:: Entries supplied

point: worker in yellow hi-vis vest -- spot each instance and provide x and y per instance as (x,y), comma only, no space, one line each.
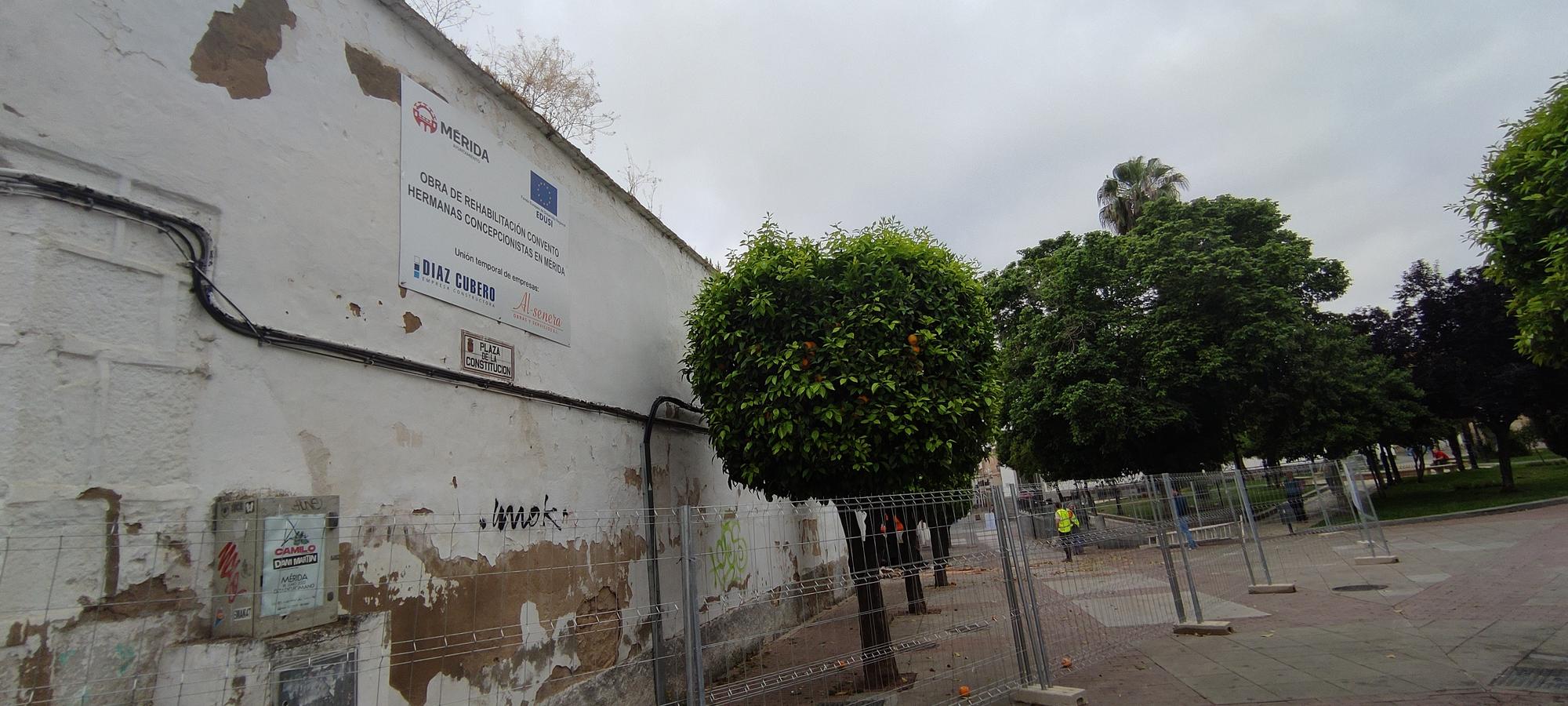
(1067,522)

::::
:: Entries supplied

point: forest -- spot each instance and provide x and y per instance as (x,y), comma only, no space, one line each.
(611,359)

::::
:: Entries supplied

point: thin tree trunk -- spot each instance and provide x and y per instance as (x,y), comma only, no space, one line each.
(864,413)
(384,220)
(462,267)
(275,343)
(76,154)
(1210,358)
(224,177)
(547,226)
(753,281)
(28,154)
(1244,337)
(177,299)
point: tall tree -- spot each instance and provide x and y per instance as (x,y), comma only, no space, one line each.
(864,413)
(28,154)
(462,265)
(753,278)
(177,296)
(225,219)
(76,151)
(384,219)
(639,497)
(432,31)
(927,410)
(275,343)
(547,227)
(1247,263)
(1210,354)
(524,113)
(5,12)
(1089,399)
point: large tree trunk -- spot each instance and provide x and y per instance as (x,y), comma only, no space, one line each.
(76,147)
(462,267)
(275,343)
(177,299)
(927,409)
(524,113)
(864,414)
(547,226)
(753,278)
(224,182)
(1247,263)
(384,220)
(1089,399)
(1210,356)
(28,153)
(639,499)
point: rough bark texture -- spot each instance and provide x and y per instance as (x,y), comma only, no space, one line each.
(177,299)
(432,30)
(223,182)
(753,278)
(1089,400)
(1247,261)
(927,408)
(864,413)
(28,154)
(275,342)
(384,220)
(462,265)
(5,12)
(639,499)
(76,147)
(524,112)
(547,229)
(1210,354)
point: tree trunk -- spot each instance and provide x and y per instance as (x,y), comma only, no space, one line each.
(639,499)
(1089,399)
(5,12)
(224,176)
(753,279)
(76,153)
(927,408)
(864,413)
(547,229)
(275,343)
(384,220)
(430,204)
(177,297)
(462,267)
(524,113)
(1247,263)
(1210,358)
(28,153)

::::

Objective: Pull out each line in the records above that contains the word "tree", treating uppercase and lowercase as different.

Output below:
point: thin tree trunk -- spot each instance and provide x and y per instance as (x,y), comma only, no space, one line each.
point: tall tree -- spot each instance and provide x and y per instance as (x,y), comma only, no space, one line each.
point: large tree trunk -- spot each instance and provide x and y per instance as (x,y), comma only, no space, one line each.
point: tree trunk -- spot each instance and provide x and y per instance as (x,y), comma only, no space, one line each.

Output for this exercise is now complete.